--- start of Material to process ---

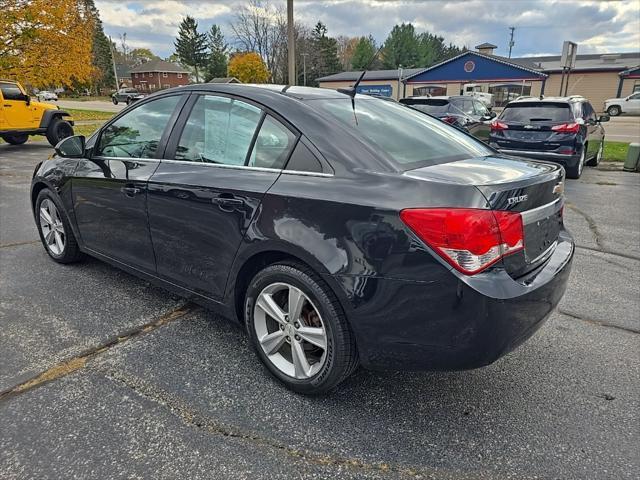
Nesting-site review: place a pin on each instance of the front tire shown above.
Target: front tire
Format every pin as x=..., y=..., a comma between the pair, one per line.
x=298, y=329
x=576, y=171
x=54, y=229
x=58, y=130
x=15, y=139
x=614, y=110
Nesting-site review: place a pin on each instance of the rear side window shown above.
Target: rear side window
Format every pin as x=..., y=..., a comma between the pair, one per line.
x=537, y=112
x=137, y=133
x=405, y=136
x=219, y=130
x=10, y=91
x=273, y=144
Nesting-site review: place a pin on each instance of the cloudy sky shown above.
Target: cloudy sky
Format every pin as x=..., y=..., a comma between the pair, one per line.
x=541, y=25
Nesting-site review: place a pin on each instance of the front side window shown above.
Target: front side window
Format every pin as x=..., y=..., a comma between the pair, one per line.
x=137, y=133
x=409, y=138
x=219, y=130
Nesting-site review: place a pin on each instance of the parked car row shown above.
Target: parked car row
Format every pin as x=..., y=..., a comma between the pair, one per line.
x=564, y=130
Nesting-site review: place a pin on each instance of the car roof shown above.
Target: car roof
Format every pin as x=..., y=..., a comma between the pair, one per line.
x=543, y=99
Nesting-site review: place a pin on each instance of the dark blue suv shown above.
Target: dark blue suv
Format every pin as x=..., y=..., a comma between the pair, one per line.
x=565, y=130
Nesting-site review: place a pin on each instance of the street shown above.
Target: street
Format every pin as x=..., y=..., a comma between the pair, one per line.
x=106, y=376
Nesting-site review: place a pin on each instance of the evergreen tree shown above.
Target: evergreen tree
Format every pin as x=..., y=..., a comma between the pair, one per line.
x=325, y=61
x=191, y=46
x=217, y=59
x=363, y=53
x=402, y=48
x=101, y=59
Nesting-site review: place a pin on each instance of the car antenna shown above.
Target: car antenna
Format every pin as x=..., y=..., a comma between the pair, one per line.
x=352, y=90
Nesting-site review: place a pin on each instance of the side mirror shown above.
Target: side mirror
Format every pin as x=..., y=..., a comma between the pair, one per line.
x=71, y=147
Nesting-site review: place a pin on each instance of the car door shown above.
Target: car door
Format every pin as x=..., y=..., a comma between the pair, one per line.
x=222, y=157
x=632, y=105
x=482, y=116
x=109, y=190
x=17, y=113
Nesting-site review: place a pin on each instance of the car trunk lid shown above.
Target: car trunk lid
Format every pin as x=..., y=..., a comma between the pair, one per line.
x=533, y=189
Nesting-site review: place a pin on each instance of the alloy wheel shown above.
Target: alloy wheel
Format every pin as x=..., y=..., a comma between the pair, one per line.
x=52, y=227
x=290, y=330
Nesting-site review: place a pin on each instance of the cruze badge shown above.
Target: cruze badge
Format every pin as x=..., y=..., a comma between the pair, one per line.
x=514, y=200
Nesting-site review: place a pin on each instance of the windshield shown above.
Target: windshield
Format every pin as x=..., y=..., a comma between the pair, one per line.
x=537, y=112
x=409, y=138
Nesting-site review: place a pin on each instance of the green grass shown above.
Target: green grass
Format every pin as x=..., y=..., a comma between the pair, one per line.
x=89, y=114
x=85, y=129
x=86, y=99
x=615, y=151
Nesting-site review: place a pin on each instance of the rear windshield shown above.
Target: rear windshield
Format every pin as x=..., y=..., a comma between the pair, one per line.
x=537, y=112
x=409, y=138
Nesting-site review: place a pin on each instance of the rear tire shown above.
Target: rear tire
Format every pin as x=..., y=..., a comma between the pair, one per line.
x=575, y=171
x=58, y=130
x=614, y=110
x=55, y=231
x=16, y=139
x=319, y=312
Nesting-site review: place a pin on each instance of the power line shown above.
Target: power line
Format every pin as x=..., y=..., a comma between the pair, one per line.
x=511, y=42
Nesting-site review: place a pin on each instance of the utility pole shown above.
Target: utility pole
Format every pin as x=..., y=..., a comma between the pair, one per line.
x=304, y=68
x=291, y=49
x=113, y=61
x=511, y=42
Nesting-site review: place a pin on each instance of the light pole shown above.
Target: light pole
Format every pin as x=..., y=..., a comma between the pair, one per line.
x=113, y=61
x=291, y=53
x=304, y=68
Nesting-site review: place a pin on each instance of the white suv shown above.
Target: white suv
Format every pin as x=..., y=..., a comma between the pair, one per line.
x=630, y=104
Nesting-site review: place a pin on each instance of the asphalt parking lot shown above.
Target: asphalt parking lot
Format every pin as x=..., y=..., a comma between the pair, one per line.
x=105, y=376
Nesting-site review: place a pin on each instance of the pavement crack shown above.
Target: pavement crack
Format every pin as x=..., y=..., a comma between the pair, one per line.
x=597, y=322
x=196, y=419
x=66, y=367
x=597, y=236
x=609, y=252
x=18, y=244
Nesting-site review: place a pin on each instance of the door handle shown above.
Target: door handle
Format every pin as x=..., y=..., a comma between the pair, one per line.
x=131, y=191
x=227, y=202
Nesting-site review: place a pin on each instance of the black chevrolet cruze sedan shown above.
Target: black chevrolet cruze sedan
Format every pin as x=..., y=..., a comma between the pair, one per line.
x=339, y=230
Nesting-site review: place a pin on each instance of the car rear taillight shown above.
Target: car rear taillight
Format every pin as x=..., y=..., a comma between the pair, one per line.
x=469, y=239
x=566, y=128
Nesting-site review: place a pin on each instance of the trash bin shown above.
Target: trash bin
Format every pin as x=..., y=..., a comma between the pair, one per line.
x=632, y=163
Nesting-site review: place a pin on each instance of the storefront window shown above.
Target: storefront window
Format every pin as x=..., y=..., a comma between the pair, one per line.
x=433, y=90
x=505, y=92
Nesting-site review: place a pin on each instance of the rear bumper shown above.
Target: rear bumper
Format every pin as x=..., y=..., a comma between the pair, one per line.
x=561, y=158
x=460, y=322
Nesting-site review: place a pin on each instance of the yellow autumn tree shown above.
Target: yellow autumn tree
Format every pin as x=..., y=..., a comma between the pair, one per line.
x=46, y=43
x=248, y=68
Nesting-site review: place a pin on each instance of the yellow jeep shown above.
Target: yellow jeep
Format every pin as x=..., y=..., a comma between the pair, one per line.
x=21, y=117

--- end of Material to process ---

▶ [Set problem]
Which lines run from the one containing "storefront window shown above." to the end of the entries above? Quote exactly those, and only those.

▶ [Answer]
Nesting-site review: place a pin on each instance of the storefront window shown above.
Target: storefront window
Format every pin as x=..., y=..., a comma between the pair, one per line.
x=433, y=90
x=505, y=92
Nesting-site review: place a pin on each instance of the rear bumper shown above.
Target: rear bumper
Format every pin as x=..., y=..., a comma between the pair, one per line.
x=561, y=158
x=460, y=322
Nesting-site review: place a pin on each instance of the yellow autumn tree shown above.
Target: yellow autumn tree
Format every pin as x=..., y=..., a comma between the pair, one per line.
x=46, y=43
x=248, y=68
Nesting-site review: place a pin on each instance of the yellow jeep shown above.
Target: yellow jeep
Format every pin as x=..., y=..., a comma between the pair, one per line.
x=21, y=117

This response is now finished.